[START]

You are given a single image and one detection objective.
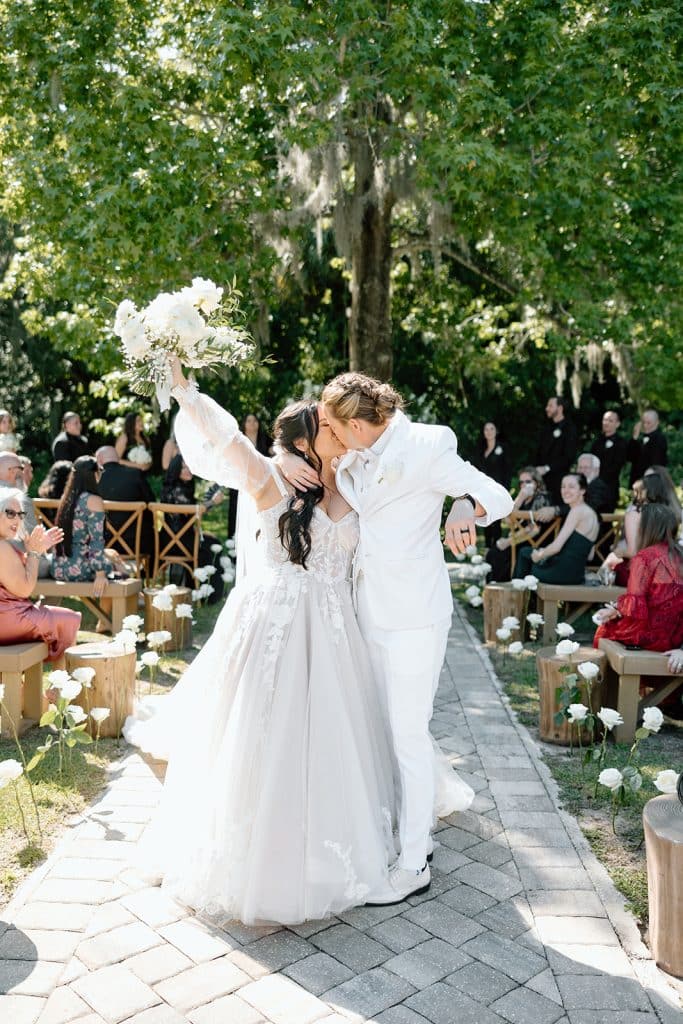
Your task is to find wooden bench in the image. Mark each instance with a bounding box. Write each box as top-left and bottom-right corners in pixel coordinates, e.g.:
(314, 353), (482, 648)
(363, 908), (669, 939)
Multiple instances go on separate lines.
(0, 642), (48, 737)
(32, 578), (142, 633)
(598, 638), (683, 743)
(537, 583), (626, 643)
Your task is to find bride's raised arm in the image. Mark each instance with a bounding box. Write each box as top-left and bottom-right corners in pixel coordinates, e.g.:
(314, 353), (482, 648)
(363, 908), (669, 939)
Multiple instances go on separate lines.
(171, 358), (273, 497)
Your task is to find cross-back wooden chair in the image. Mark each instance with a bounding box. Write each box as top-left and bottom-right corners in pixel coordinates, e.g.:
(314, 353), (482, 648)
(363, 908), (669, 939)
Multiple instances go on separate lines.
(103, 501), (150, 579)
(33, 498), (59, 529)
(147, 502), (201, 579)
(508, 512), (561, 573)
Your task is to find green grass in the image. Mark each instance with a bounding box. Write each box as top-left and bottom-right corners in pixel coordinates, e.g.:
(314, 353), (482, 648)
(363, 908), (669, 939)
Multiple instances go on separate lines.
(454, 587), (683, 928)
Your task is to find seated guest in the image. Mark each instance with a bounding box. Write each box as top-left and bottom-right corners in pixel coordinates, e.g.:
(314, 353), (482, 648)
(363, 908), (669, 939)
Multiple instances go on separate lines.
(161, 455), (223, 604)
(0, 409), (22, 452)
(486, 466), (554, 583)
(0, 452), (50, 578)
(602, 473), (680, 587)
(593, 503), (683, 651)
(95, 444), (155, 559)
(472, 422), (511, 548)
(515, 473), (600, 584)
(116, 413), (152, 473)
(52, 455), (124, 597)
(0, 487), (81, 662)
(38, 459), (74, 501)
(52, 413), (90, 462)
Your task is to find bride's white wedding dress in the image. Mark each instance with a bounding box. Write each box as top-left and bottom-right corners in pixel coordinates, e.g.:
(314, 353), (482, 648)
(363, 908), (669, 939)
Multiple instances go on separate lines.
(124, 389), (471, 925)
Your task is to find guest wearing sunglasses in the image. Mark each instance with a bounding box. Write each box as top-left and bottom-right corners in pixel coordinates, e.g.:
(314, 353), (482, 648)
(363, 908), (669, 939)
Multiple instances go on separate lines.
(0, 488), (81, 665)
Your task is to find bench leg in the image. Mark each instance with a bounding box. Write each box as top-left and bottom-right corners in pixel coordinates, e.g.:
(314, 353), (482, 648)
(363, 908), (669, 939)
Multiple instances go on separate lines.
(24, 662), (43, 722)
(614, 676), (640, 743)
(541, 601), (557, 643)
(0, 672), (23, 739)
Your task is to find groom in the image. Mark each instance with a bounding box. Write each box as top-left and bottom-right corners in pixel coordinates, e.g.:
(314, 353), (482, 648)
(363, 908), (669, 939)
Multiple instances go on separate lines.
(285, 373), (512, 904)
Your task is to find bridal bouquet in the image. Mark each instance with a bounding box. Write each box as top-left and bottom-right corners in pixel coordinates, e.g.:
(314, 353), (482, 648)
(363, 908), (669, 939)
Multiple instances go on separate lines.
(114, 278), (254, 412)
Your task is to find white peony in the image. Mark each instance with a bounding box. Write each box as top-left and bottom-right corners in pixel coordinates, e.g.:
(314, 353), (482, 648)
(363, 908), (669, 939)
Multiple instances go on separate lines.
(72, 665), (95, 690)
(598, 768), (624, 793)
(655, 765), (679, 793)
(643, 708), (664, 732)
(555, 640), (581, 657)
(567, 705), (588, 725)
(0, 758), (24, 790)
(152, 591), (173, 611)
(598, 708), (624, 731)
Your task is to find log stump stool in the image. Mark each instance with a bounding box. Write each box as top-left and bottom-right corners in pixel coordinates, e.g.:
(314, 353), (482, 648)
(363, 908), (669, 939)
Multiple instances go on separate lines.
(536, 647), (607, 746)
(483, 583), (526, 643)
(643, 794), (683, 978)
(66, 640), (135, 736)
(143, 587), (193, 651)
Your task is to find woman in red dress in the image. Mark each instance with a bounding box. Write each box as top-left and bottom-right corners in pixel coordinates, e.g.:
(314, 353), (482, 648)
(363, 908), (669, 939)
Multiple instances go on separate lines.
(593, 503), (683, 651)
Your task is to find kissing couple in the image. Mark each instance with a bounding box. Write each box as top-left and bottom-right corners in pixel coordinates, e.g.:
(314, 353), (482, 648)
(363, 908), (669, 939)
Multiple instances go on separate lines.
(124, 358), (512, 925)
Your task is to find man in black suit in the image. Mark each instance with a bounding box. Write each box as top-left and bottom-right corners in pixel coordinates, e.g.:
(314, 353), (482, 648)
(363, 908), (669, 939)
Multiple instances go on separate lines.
(628, 409), (668, 486)
(52, 413), (90, 462)
(95, 444), (155, 563)
(536, 395), (577, 502)
(591, 409), (629, 512)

[END]

Reproduce everything from the beginning of the items down to the line containing "(171, 358), (273, 497)", inclusive, and omit the pictures.

You are given a single image and one detection objective.
Your task is to find wooden bench in the image. Mark each instance with a bounding box. Write each box as top-left and bottom-right corners in pixel coordinates, e.g.:
(314, 353), (482, 648)
(363, 908), (669, 939)
Multiple instances go on separate lines.
(0, 642), (48, 737)
(32, 578), (142, 633)
(598, 638), (683, 743)
(537, 583), (626, 643)
Your task is to find bride's raised arm in the image. Mark each instance with a bounding box. Write each box as top-left and bottom-right corners in pixel coordinates, e.g.:
(314, 353), (482, 648)
(363, 908), (669, 939)
Multiple instances go on separate lines.
(171, 358), (273, 497)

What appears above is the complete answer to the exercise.